* [TASKS AND EXERCISES]:
- 1) Answer these questions using the article on Clinton and the military:
(a) Which newspaper published the article?
(b) About how many retired, high-ranking military officers endorsed the Clinton campaign?
(c) What post had Adm. William Crowe formerly held?
- 2) Write a continuation of the article on Clinton and the military, picking up after its final sentence.

* [SUPPLIED TEXT]:
+===+

Newspaper article The Christian Science Monitor

Clinton Has No Need to Woo US Military

Newspaper article The Christian Science Monitor

Clinton Has No Need to Woo US Military

Article excerpt

PRESIDENT Clinton's sensitivity to his evasion of military service during the war in Vietnam continues to cause long-term problems for this country in the critical area of civil-military relations. These problems first surfaced in the campaign and continue to dog him and the nation.

To compensate for the candidate's lack of a military background, which some felt was a result of draft dodging, the Clinton campaign sought and received the endorsement of some 20 retired, high-ranking military officers - including Adm. William Crowe, a former chairman of the Joint Chiefs of Staff, and Lt. Gen. Calvin Waller, the deputy commander of the allied forces in the Persian Gulf war.

+===+

Rows from a pointing dataset:
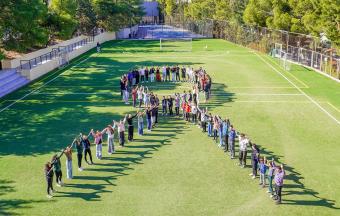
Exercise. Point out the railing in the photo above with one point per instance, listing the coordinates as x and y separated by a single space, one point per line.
34 62
304 49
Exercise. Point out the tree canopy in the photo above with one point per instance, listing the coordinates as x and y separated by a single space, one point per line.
313 17
28 24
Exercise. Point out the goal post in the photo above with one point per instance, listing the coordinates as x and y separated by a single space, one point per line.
175 44
63 58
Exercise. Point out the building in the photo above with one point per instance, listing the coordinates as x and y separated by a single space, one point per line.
151 10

+===+

* [THE REPLIES]:
- 1)
(a) The Christian Science Monitor
(b) Some 20
(c) Chairman of the Joint Chiefs of Staff

- 2)
When I questioned a Clinton campaign worker (who now has a relatively high post in the Pentagon) about this unprecedented involvement of the military in politics, he agreed that it established a troubling precedent, but said the Democrats were tired of losing presidential campaigns. Compounding the problem, several of Mr. Clinton's military supporters were rewarded with presidential appointments for their efforts in legitimizing him. Admiral Crowe has been nominated to the prestigious post of Ambassador to the Court of St. James, a post that normally goes to a large campaign contributor.

Since taking office, Clinton has shown an unwillingness to take on the military on many difficult issues. Confronted with military opposition on such subjects as homosexuality, budgets, and intervention in Bosnia, the president has backed down from his own positions.

When Secretary of Defense Les Aspin couldn't keep him from having problems with the military, the president turned to a retired career officer to shield him from and give him credibility with the Pentagon.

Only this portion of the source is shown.